WHAT IS REQUIRED
Output every entry below word for word, minus the images.

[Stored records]
____________

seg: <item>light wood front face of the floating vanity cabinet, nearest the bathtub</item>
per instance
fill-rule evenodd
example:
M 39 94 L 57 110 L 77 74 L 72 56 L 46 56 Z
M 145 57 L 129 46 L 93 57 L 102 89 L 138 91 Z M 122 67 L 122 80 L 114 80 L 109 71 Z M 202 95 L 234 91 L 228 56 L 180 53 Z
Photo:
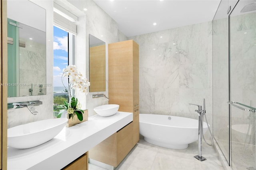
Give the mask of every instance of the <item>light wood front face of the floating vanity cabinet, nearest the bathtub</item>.
M 133 123 L 129 123 L 116 133 L 116 163 L 117 165 L 132 149 L 133 141 Z

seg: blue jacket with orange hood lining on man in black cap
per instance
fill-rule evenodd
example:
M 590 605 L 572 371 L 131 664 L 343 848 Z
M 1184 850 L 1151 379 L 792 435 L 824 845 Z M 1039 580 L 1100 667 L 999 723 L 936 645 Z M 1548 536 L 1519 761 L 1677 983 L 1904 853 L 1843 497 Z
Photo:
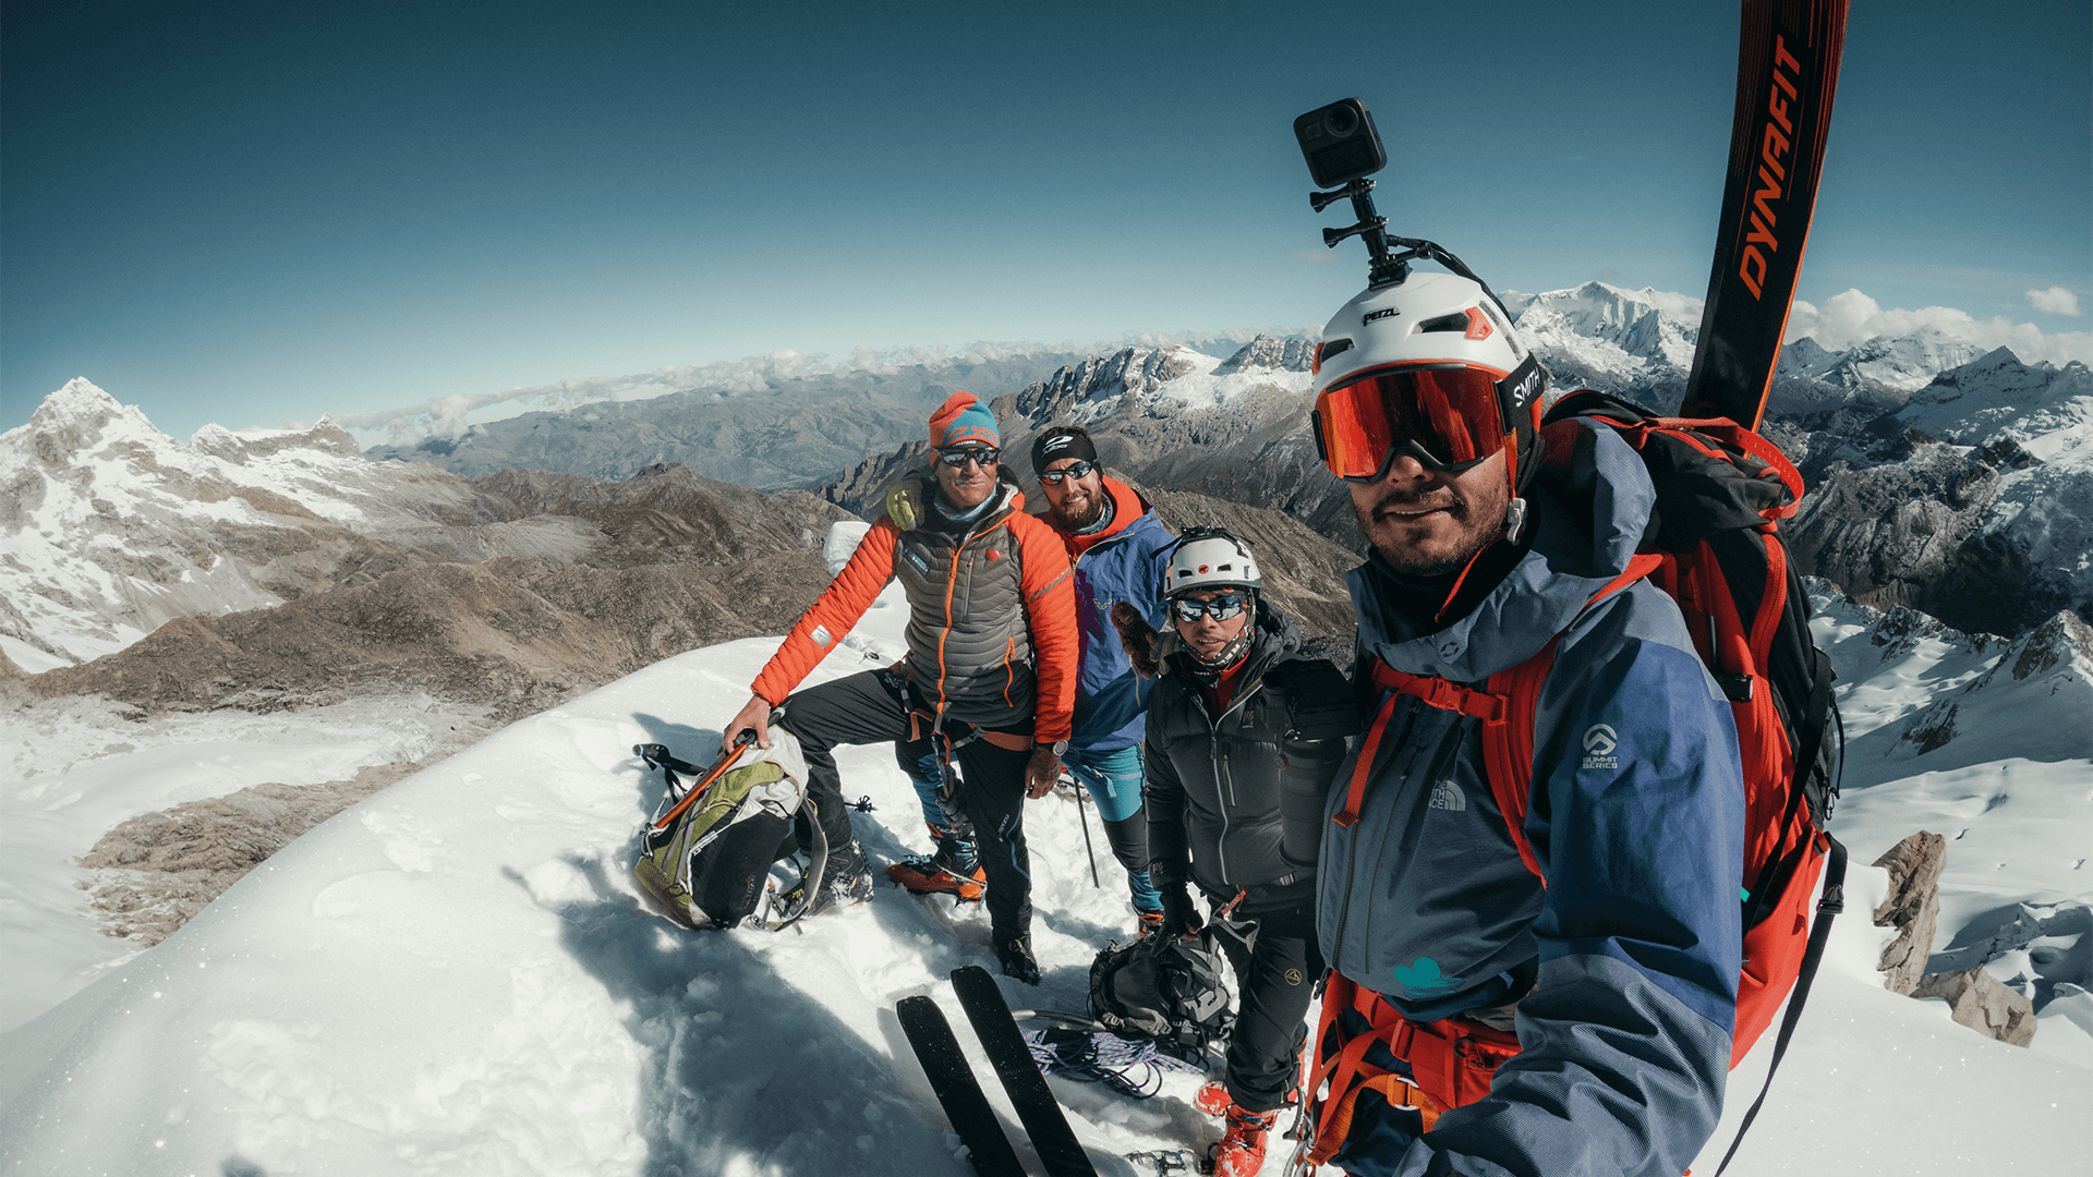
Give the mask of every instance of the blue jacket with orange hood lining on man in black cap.
M 1111 494 L 1116 513 L 1103 536 L 1061 534 L 1076 561 L 1076 630 L 1082 647 L 1070 743 L 1086 752 L 1141 743 L 1153 683 L 1143 683 L 1126 660 L 1120 630 L 1111 626 L 1111 605 L 1130 601 L 1151 626 L 1164 628 L 1157 553 L 1176 542 L 1134 488 L 1105 478 L 1105 494 Z

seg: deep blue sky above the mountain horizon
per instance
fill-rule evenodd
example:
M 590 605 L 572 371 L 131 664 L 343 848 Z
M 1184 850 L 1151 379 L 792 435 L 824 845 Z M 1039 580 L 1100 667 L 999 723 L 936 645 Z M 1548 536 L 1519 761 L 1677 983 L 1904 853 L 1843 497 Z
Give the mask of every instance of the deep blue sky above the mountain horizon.
M 1321 323 L 1293 115 L 1398 232 L 1700 295 L 1731 4 L 6 0 L 0 427 L 188 436 L 777 348 Z M 2085 331 L 2093 15 L 1856 4 L 1802 299 Z

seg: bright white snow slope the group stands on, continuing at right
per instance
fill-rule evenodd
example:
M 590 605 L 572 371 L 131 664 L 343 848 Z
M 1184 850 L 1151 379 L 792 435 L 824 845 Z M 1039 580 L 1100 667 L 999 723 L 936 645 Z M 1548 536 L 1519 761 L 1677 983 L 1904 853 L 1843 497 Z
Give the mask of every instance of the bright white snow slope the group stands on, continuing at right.
M 883 662 L 902 620 L 890 595 L 816 674 Z M 1852 626 L 1831 635 L 1848 685 L 1848 668 L 1884 653 L 1861 620 L 1831 622 Z M 697 649 L 511 725 L 335 817 L 157 949 L 0 1037 L 0 1173 L 969 1173 L 892 1009 L 929 993 L 963 1026 L 944 978 L 994 965 L 984 913 L 881 888 L 804 934 L 693 934 L 634 901 L 634 827 L 659 783 L 630 746 L 701 756 L 774 645 Z M 1909 683 L 1877 685 L 1875 727 L 1986 662 L 1953 637 L 1892 651 L 1873 676 Z M 2003 754 L 2013 733 L 1982 739 Z M 854 817 L 873 861 L 927 848 L 892 752 L 837 758 L 846 792 L 875 804 Z M 2018 850 L 2043 863 L 2083 854 L 2089 762 L 2013 771 L 2013 804 L 2049 815 L 2011 827 Z M 1856 863 L 1926 819 L 1896 813 L 1905 794 L 1880 781 L 1848 798 L 1842 817 L 1865 819 L 1842 827 Z M 1997 813 L 1963 806 L 1959 819 L 1982 831 Z M 1032 802 L 1028 819 L 1046 980 L 1005 993 L 1082 1007 L 1093 953 L 1128 934 L 1126 896 L 1109 859 L 1105 888 L 1090 886 L 1070 802 Z M 1993 882 L 1995 898 L 2036 898 L 2022 875 L 1986 871 L 1951 848 L 1957 888 Z M 1884 930 L 1865 919 L 1884 890 L 1882 871 L 1854 867 L 1804 1032 L 1737 1173 L 2083 1167 L 2093 1070 L 1886 993 L 1873 974 Z M 2047 1018 L 2036 1041 L 2070 1028 Z M 1725 1129 L 1695 1169 L 1712 1171 L 1727 1148 L 1764 1053 L 1739 1068 Z M 1187 1102 L 1193 1085 L 1170 1076 L 1145 1104 L 1061 1081 L 1055 1091 L 1099 1171 L 1130 1175 L 1126 1152 L 1218 1137 Z M 990 1102 L 1015 1131 L 994 1083 Z

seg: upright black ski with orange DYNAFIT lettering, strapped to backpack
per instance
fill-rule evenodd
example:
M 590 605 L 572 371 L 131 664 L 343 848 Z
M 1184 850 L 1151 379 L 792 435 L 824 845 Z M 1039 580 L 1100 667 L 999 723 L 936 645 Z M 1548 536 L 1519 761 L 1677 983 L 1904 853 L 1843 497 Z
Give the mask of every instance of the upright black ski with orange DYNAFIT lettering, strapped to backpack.
M 1817 209 L 1846 0 L 1743 0 L 1714 270 L 1681 417 L 1756 429 Z

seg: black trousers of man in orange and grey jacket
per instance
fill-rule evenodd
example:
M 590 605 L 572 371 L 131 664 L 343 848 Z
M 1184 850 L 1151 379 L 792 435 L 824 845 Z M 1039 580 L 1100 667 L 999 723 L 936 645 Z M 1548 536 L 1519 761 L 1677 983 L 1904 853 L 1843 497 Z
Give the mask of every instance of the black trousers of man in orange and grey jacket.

____________

EXERCISE ANSWER
seg: <item>light wood front face of the floating vanity cabinet, nearest the bathtub</item>
per instance
fill-rule evenodd
example:
M 39 94 L 57 110 L 77 74 L 72 56 L 46 56 Z
M 145 57 L 129 46 L 93 57 L 102 89 L 138 91 Z M 122 67 L 122 80 L 114 80 L 109 71 Z M 202 95 L 234 91 L 228 56 L 180 53 Z
Photo:
Give the mask of every instance of the <item>light wood front face of the floating vanity cabinet, nearest the bathtub</item>.
M 133 123 L 129 123 L 116 133 L 116 163 L 117 165 L 132 149 L 133 141 Z

seg: blue jacket with orange hood lining on man in black cap
per instance
fill-rule evenodd
example:
M 590 605 L 572 371 L 131 664 L 343 848 Z
M 1184 850 L 1151 379 L 792 435 L 824 845 Z M 1039 580 L 1100 667 L 999 723 L 936 645 Z M 1548 536 L 1519 761 L 1677 983 L 1904 853 L 1843 497 Z
Photo:
Give the mask of every instance of the blue jacket with orange hood lining on man in black cap.
M 1111 494 L 1116 513 L 1103 536 L 1061 534 L 1076 561 L 1076 630 L 1082 647 L 1070 743 L 1086 752 L 1141 743 L 1153 683 L 1143 683 L 1126 660 L 1120 630 L 1111 626 L 1111 605 L 1130 601 L 1151 626 L 1164 628 L 1157 553 L 1176 542 L 1134 488 L 1105 478 L 1105 494 Z

seg: deep blue sky above the mountain horizon
per instance
fill-rule evenodd
example:
M 590 605 L 572 371 L 131 664 L 343 848 Z
M 1184 850 L 1151 379 L 792 435 L 824 845 Z M 1039 580 L 1100 667 L 999 723 L 936 645 Z M 1548 536 L 1519 761 L 1677 983 L 1904 853 L 1843 497 Z
Give the mask of every instance of the deep blue sky above the mountain horizon.
M 1321 323 L 1293 115 L 1398 232 L 1700 295 L 1731 4 L 6 0 L 0 427 L 188 436 L 777 348 Z M 2085 331 L 2093 15 L 1856 4 L 1802 299 Z

seg: bright white snow slope the group stands on, continuing at right
per instance
fill-rule evenodd
example:
M 590 605 L 572 371 L 131 664 L 343 848 Z
M 1184 850 L 1151 379 L 792 435 L 824 845 Z M 1039 580 L 1100 667 L 999 723 L 936 645 Z M 1548 536 L 1519 761 L 1677 983 L 1904 853 L 1843 497 Z
Give the mask of every instance of the bright white snow slope the group stands on, continuing at right.
M 883 662 L 902 620 L 890 595 L 816 674 Z M 1852 626 L 1831 635 L 1848 685 L 1848 668 L 1884 653 L 1861 620 L 1831 622 Z M 697 649 L 511 725 L 335 817 L 157 949 L 0 1037 L 0 1173 L 969 1173 L 892 1009 L 929 993 L 963 1026 L 944 978 L 994 965 L 984 913 L 881 888 L 804 934 L 693 934 L 634 901 L 634 827 L 659 783 L 630 746 L 701 756 L 774 645 Z M 1909 683 L 1877 685 L 1875 727 L 1986 662 L 1953 637 L 1892 651 L 1873 676 Z M 2003 754 L 2013 733 L 1982 739 Z M 854 817 L 873 861 L 927 848 L 892 752 L 837 758 L 846 792 L 875 804 Z M 2018 850 L 2043 863 L 2083 854 L 2089 762 L 2013 771 L 2013 804 L 2049 815 L 2011 827 Z M 1856 863 L 1926 819 L 1896 813 L 1905 794 L 1880 781 L 1848 798 L 1842 817 L 1865 819 L 1842 827 Z M 1997 813 L 1963 806 L 1959 819 L 1982 831 Z M 1032 802 L 1028 819 L 1046 980 L 1005 993 L 1082 1007 L 1093 953 L 1128 934 L 1126 896 L 1109 859 L 1105 888 L 1090 886 L 1070 802 Z M 1993 882 L 1995 898 L 2036 898 L 2022 875 L 1986 871 L 1951 848 L 1957 888 Z M 1884 930 L 1865 919 L 1884 890 L 1882 871 L 1854 867 L 1804 1032 L 1737 1173 L 2083 1167 L 2093 1070 L 1886 993 L 1873 974 Z M 2047 1018 L 2036 1041 L 2070 1028 Z M 1725 1129 L 1695 1169 L 1712 1171 L 1727 1148 L 1764 1053 L 1739 1068 Z M 1187 1102 L 1193 1085 L 1170 1076 L 1145 1104 L 1061 1081 L 1055 1091 L 1099 1171 L 1130 1175 L 1126 1152 L 1218 1137 Z M 990 1102 L 1015 1131 L 994 1083 Z

seg: upright black ski with orange DYNAFIT lettering, strapped to backpack
per instance
fill-rule evenodd
example:
M 590 605 L 572 371 L 131 664 L 343 848 Z
M 1184 850 L 1151 379 L 792 435 L 824 845 Z M 1039 580 L 1100 667 L 999 723 L 936 645 Z M 1548 536 L 1519 761 L 1677 983 L 1904 853 L 1843 497 Z
Give the mask of every instance of the upright black ski with orange DYNAFIT lettering, strapped to backpack.
M 1817 209 L 1846 0 L 1743 0 L 1714 270 L 1681 417 L 1756 429 Z

seg: black trousers of man in orange and grey jacket
per instance
fill-rule evenodd
example:
M 590 605 L 572 371 L 131 664 L 343 848 Z
M 1184 850 L 1151 379 L 792 435 L 824 845 Z M 1039 580 L 1100 667 L 999 723 L 936 645 Z M 1548 536 L 1519 761 L 1677 983 L 1904 853 L 1843 497 Z
Give the mask of every instance of the black trousers of man in orange and grey jacket.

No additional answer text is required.